▸ Task description: From the first record through the last, copy each one exactly.

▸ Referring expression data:
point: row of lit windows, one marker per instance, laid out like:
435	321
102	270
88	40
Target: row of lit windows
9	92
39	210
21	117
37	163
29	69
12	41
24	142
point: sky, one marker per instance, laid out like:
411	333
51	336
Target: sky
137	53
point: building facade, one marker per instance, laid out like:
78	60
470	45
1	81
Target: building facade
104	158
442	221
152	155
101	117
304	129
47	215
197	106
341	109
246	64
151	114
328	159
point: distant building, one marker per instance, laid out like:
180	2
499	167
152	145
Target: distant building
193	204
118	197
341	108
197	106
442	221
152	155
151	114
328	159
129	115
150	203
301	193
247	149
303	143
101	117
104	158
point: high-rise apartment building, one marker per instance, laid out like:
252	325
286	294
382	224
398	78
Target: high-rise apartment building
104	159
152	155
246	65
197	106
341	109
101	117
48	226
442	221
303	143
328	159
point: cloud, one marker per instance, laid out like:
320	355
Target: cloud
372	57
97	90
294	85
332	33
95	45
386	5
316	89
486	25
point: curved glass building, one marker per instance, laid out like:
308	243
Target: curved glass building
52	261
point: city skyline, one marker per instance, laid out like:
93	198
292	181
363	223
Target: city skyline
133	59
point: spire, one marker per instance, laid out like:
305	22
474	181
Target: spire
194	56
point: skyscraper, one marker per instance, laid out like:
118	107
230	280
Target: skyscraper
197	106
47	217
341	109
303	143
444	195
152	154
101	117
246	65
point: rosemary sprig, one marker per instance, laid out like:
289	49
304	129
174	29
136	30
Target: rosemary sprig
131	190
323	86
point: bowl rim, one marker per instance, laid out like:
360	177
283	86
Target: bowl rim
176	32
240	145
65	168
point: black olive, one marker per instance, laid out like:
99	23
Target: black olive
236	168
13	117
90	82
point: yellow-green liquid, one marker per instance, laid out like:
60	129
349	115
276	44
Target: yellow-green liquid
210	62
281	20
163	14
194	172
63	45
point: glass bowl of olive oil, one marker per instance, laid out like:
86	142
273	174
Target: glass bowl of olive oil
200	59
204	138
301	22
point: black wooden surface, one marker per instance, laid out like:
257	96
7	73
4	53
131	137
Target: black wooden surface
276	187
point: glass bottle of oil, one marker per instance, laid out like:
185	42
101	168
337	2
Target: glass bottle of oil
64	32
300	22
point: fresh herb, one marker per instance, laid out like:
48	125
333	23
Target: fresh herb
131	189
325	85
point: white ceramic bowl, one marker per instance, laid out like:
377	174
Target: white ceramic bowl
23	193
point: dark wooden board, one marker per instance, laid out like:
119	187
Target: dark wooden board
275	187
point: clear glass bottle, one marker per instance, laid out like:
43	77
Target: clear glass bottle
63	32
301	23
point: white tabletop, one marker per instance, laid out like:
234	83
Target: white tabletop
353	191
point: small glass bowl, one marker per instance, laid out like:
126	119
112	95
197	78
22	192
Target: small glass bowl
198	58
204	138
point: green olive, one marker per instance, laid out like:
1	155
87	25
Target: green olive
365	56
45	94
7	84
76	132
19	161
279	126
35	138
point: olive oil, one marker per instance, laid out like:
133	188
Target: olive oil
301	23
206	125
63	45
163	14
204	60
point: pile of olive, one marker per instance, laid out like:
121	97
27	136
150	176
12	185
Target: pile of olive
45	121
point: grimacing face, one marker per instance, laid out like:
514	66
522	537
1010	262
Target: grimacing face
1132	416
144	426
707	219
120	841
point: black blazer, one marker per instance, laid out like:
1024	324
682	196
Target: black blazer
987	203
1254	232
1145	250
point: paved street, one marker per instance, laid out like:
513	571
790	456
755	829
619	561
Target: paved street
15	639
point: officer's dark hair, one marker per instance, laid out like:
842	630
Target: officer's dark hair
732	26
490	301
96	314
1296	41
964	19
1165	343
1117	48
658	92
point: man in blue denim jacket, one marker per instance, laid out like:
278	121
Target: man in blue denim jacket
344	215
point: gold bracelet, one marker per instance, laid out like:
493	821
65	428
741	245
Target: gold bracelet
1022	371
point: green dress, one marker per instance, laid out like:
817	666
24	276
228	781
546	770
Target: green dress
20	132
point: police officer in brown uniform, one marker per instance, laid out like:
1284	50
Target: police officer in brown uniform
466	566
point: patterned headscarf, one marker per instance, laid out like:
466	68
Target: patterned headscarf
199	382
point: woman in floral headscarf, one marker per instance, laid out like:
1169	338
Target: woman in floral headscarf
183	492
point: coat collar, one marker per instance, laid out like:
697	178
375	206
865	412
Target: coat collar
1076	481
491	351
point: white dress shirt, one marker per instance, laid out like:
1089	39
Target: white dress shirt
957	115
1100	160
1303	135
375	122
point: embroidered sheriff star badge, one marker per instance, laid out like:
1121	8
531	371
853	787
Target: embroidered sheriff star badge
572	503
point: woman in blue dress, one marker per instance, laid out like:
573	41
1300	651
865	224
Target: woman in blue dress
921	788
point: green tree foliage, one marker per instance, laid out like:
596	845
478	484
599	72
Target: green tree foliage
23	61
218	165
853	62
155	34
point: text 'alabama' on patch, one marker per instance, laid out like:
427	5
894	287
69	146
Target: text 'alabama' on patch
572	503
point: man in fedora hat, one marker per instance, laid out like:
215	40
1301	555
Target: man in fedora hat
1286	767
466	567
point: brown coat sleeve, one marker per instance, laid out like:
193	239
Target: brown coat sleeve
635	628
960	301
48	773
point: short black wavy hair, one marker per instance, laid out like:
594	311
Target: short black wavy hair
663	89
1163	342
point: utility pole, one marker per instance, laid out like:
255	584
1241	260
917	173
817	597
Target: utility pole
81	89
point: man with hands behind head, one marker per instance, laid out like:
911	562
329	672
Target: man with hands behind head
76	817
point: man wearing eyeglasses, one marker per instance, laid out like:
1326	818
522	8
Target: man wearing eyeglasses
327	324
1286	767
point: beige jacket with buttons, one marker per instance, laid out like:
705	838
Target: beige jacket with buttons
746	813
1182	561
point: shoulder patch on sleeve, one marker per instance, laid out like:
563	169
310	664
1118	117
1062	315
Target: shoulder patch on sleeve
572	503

▸ Solution to the problem:
point: row of lit windows, one marker per instance, laid out like:
435	321
102	270
88	40
Target: row of lit windows
9	92
39	210
21	117
37	163
29	69
12	41
24	142
point: sky, one marker per instance, laid out like:
411	333
51	336
Target: sky
137	53
point: building facade, one marker per instance, laid out like:
78	60
470	45
1	81
Target: building facade
104	158
442	221
152	155
101	117
304	129
47	215
197	106
341	109
246	64
151	114
328	159
point: distant building, one marker per instance, laid out like:
180	2
499	167
152	145
Target: distant building
193	204
118	197
341	108
197	106
442	221
152	155
151	114
328	159
129	115
150	203
301	193
247	149
303	143
101	117
104	158
point: high-rise apartment building, one marker per instance, laid out like:
252	325
286	294
382	224
398	78
Target: high-rise apartment building
104	159
152	155
246	65
197	106
341	109
101	117
48	226
442	221
303	143
328	159
point: cloud, one marker per instance, laid out like:
320	355
Target: cloud
372	57
97	90
294	85
332	33
95	45
386	5
316	89
486	25
point: curved glass building, one marker per instance, laid out like:
308	243
Target: curved glass building
52	261
point: city skyline, one marker per instance, laid out like:
93	198
292	181
363	223
Target: city skyline
133	59
point: spire, one marker per instance, laid out like:
305	22
474	181
Target: spire
194	56
point: skyscraper, one marker per instance, laid out like:
118	107
230	280
Target: skyscraper
197	106
47	217
341	109
303	143
444	195
152	154
101	117
246	65
point: rosemary sprig, one marker per instance, laid out like:
289	49
304	129
174	29
136	30
Target: rosemary sprig
131	190
323	86
point: bowl rim, one marker per instance, laid out like:
360	177
283	86
Target: bowl rim
176	32
240	145
65	168
point: black olive, one marker per instance, laid out like:
99	23
Target: black olive
236	168
13	117
90	82
point: yellow-green liquid, one marker per instance, laid out like:
60	129
349	115
276	44
Target: yellow-green liquid
210	62
281	20
163	14
194	172
63	45
point: glass bowl of olive oil, one marker per instance, laid out like:
86	142
273	174
Target: glass bowl of olive oil
200	59
204	138
301	22
point: black wooden surface, one marker per instance, laid out like:
257	96
7	73
4	53
131	137
Target: black wooden surface
276	187
point: glass bottle of oil, one marker per instance, laid out like:
185	42
101	168
337	2
Target: glass bottle of oil
64	32
300	22
point: fresh herb, one marker per instance, laid out like:
48	125
333	23
Target: fresh herb
131	189
325	85
point: white ceramic bowl, one marker per instance, laid out like:
377	174
Target: white ceramic bowl
23	193
point: dark wooden board, one marker per instance, laid out like:
119	187
Target: dark wooden board
275	187
point: clear glass bottle, one marker per instance, laid out like:
43	77
Target: clear glass bottle
63	32
301	23
point: white tabletop, one marker per instance, laid out like:
234	83
Target: white tabletop
353	191
point: small glass bowl, one marker per instance, laid out like:
126	119
112	95
197	78
22	192
Target: small glass bowl
198	58
204	138
point: green olive, one marker per instance, laid out like:
1	155
87	25
Target: green olive
365	56
45	94
7	84
76	132
19	161
279	126
35	138
point: olive oil, one marker per instance, laid out like:
133	188
Target: olive oil
301	23
206	125
63	45
163	14
204	60
point: pile of olive, one marker per instance, laid out like:
121	97
27	136
150	176
12	185
Target: pile of olive
45	121
point: grimacing face, one marker per instance, laid out like:
514	66
522	537
1010	262
Target: grimacing face
1132	416
144	426
707	219
120	841
point: black blazer, one marker per instance, laid out like:
1024	324
682	196
Target: black blazer
987	203
1254	232
1145	250
point: paved street, one marker per instance, laid out like:
513	571
790	456
755	829
619	561
Target: paved street
15	639
point: officer's dark hair, one marker per instance, laid out like:
842	630
Target: officer's dark hair
732	26
490	301
96	314
1296	41
964	19
1165	343
1117	48
658	92
point: man in blue denim jacket, one marker per instance, laid out like:
278	121
Target: man in blue denim jacket
344	215
point: gold bracelet, one marker per instance, laid out like:
493	821
65	428
741	245
Target: gold bracelet
1022	371
point: green dress, one marker per instance, laid out like:
817	666
24	276
228	781
546	770
Target: green dress
20	132
point: police officer in brown uniform, one marker per instance, laid out like:
1284	50
Target: police officer in brown uniform
466	566
point: patterned headscarf, one marker per instance, laid out like:
466	68
Target: patterned headscarf
199	382
point: woman in floral headscarf, one marker per instance, laid out like:
1169	338
Target: woman in floral headscarf
183	492
point: coat collar, one marker per instance, laid out like:
697	178
375	206
865	412
Target: coat collar
1076	481
491	351
point: white dress shirt, one marker per instance, laid out like:
1089	39
Target: white dress shirt
957	115
1100	160
1303	135
375	122
point: embroidered sheriff star badge, one marker per instance, laid out like:
1121	8
531	371
853	787
Target: embroidered sheriff star badge
572	503
point: woman in blue dress, one marker per instance, laid out like:
573	41
1300	651
865	224
Target: woman in blue dress
921	788
point: green tree foliage, one marker per instance, laid out like:
596	845
478	484
599	72
Target: green tree foliage
23	61
218	165
853	62
155	34
point: text 'alabama' on patch, one marker per instance, laid out like:
427	5
894	287
69	146
Target: text 'alabama' on patch
572	503
point: man in fedora hat, one marker per instance, laid out like:
215	40
1301	555
Target: man in fedora hat
1286	767
466	567
point: brown coat sleeve, one marker per instance, laid out like:
193	239
Target: brown coat sleeve
635	628
960	301
48	773
point: short black wavy hair, one marker per instance, laid out like:
594	311
Target: short black wavy hair
663	89
1163	342
point: utility pole, one marker per instance, laid out like:
255	584
1241	260
917	173
817	597
Target: utility pole
81	89
point: man with hands behind head, one marker per instance, laid out like:
911	562
329	672
Target: man with hands behind head
76	817
point: man wearing eyeglasses, one marker per instance, laid out like:
1326	818
522	8
Target: man wearing eyeglasses
327	324
1286	767
point: beige jacket with buttons, one marker per instance, laid out like:
705	838
Target: beige jacket with buttons
746	813
1182	561
point: shoulder patch on sleeve, one marker per instance, laid out like:
563	169
310	664
1118	117
1062	315
Target: shoulder patch on sleeve
572	503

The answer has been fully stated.